Bubble, Box Plot, and Error Bar Charts - Learning Highcharts 4 (2015)

Learning Highcharts 4 (2015)

Chapter 7. Bubble, Box Plot, and Error Bar Charts

In this chapter, we will explore bubble charts by first studying how the bubble size is determined from various series options, and then familiarizing ourselves with it by replicating a real-life chart. After that, we will study the structure of the box plot chart and discuss an article converting an over-populated spider chart into a box plot. We will use that as an exercise to familiarize ourselves with box plot charts. Finally, we will move on to the error bar series to understand its structure and apply the series to some statistical data.

This chapter assumes that you have some basic knowledge of statistics, such as mean, percentile, standard error, and standard deviation. For readers needing to revise these topics, there are plenty of online materials covering them. Alternatively, the bookStatistics For Dummies by Deborah J. Rumsey provides great explanations and covers some fundamental charts such as the box plot.

In this chapter, we will cover the following topics:

·        How bubble size is determined

·        Bubble chart options when reproducing a real-life chart in a step-by-step approach

·        Box plot structure and the series options when replotting data from a spider chart

·        Error bar charts with real-life data

The bubble chart

The bubble series is an extension of the scatter series where each individual data point has a variable size. It is generally used for showing 3-dimensional data on a 2-dimensional chart, and the bubble size reflects the scale between z-values.

Understanding how the bubble size is determined

In Highcharts, bubble size is decided by associating the smallest z-value to the plotOptions.bubble.minSize option and the largest z-value to plotOptions.bubble.maxSize. By default, minSize is set to 8 pixels in diameter, whereas maxSize is set to 20 percent of the plot area size, which is the minimum value of width and height.

There is another option, sizeBy, which also affects the bubble size. The sizeBy option accepts string values: 'width' or 'area'. The width value means that the bubble width is decided by its z-value ratio in the series, in proportion to the minSize and maxSize range. As for 'area', the size of the bubble is scaled by taking the square root of the z-value ratio (see http://en.wikipedia.org/wiki/Bubble_chart for more description on 'area' implementation). This option is for viewers who have different perceptions when comparing the size of circles. To demonstrate this concept, let's take the sizeBy example (http://jsfiddle.net/ZqTTQ/) from the Highcharts online API documentation. Here is the snippet of code from the example:

        plotOptions: {

            series: { minSize: 8, maxSize: 40 }

        },

        series: [{

            data: [ [1, 1, 1], [2, 2, 2],

                    [3, 3, 3], [4, 4, 4], [5, 5, 5] ],

            sizeBy: 'area',

            name: 'Size by area'

        }, {

            data: [ [1, 1, 1], [2, 2, 2],

                    [3, 3, 3], [4, 4, 4], [5, 5, 5] ],

           sizeBy: 'width',

            name: 'Size by width'

        }]

Two sets of bubbles are set with different sizeBy schemes. The minimum and maximum bubble sizes are set to 8 and 40 pixels wide respectively. The following is the screen output of the example:

Understanding how the bubble size is determined

Both series have the exact same x, y, and z values, so they have the same bubble sizes at the extremes (1 and 5). With the middle values 2 to 4, the Size by area bubbles start off with a larger area than the Size by width, and gradually both schemes narrow to the same size. The following is a table showing the final size values in different z-values for each method, whereas the associating value inside the bracket is the z-value ratio in the series:

Z-Value

1

2

3

4

5

Size by width (Ratio)

**Data section**
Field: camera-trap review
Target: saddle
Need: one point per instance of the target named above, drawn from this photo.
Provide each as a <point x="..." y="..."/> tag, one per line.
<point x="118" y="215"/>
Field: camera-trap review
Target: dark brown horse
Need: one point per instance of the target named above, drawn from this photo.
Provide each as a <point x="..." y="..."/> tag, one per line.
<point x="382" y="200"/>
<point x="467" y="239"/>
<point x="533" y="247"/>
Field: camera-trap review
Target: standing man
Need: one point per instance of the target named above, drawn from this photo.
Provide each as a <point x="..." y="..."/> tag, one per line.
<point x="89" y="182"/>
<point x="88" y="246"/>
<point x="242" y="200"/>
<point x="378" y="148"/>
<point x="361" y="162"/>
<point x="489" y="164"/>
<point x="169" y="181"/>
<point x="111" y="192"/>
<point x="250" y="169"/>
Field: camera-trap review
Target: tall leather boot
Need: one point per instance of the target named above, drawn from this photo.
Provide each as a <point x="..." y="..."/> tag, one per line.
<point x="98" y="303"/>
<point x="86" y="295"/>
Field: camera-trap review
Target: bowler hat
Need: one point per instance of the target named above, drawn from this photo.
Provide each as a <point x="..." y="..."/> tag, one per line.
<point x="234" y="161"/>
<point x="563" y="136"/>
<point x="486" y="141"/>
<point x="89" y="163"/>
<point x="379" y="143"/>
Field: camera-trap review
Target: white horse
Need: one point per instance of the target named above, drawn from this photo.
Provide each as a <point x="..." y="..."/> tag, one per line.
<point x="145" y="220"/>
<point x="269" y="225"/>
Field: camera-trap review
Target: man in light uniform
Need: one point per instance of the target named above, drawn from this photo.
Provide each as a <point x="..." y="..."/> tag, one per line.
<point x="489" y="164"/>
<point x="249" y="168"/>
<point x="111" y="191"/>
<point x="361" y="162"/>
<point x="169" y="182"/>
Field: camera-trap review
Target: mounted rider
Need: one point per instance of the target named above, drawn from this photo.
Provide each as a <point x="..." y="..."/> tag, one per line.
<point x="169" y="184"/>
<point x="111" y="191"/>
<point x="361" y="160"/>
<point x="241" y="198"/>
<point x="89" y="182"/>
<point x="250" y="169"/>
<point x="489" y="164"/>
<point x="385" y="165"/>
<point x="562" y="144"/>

**Required tasks**
• A. Decide whether each statement agrees with the Highcharts bubble chart excerpt, and answer yes or no with the words of the excerpt that settle it: (i) by default, the smallest bubble is 8 pixels in diameter; (ii) the bubble series extends the line series; (iii) the sizeBy option takes 'width', 'area', or 'radius'.
• B. How many lines of the records contain the string "horse"? Give only the number.
The text and the records come from unrelated sources.

**Task results**
• A.
(i) Yes: "By default, minSize is set to 8 pixels in diameter"
(ii) No: "The bubble series is an extension of the scatter series"
(iii) No: "The sizeBy option accepts string values: 'width' or 'area'."

• B. 2